**PROMPT**.
Give back the entries exactly as they read, leaving each image out.
(RAW DATA Opens)
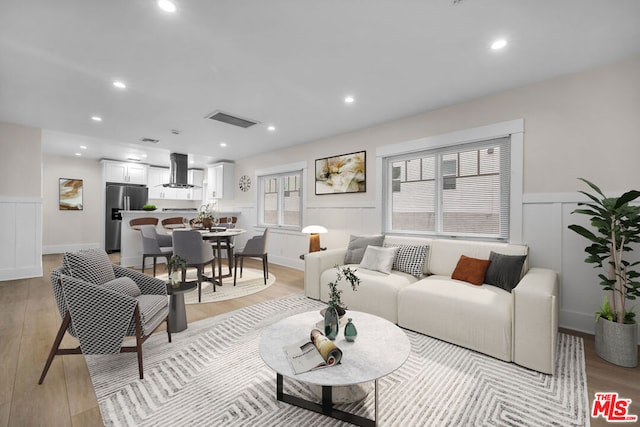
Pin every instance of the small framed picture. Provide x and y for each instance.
(342, 174)
(70, 191)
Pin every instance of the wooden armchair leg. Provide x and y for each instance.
(56, 345)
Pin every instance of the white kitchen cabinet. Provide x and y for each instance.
(125, 173)
(220, 181)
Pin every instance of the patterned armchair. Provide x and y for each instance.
(100, 303)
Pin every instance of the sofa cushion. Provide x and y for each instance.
(RAW DATA Closes)
**ANSWER TO THIS EXERCISE**.
Pin every instance of the small framed picture. Provide x and y for each instance.
(342, 174)
(70, 191)
Pin every instance of the wooden armchair leg. Provide x and y for each instance.
(56, 345)
Pin every instance of the white kitchen cabinet. Provide x and y for each instance.
(125, 173)
(220, 181)
Pin every instance of the patterned armchair. Provide x and y for each instance.
(100, 303)
Pin every instance of the sofa cushion. Provide x and y for each instance.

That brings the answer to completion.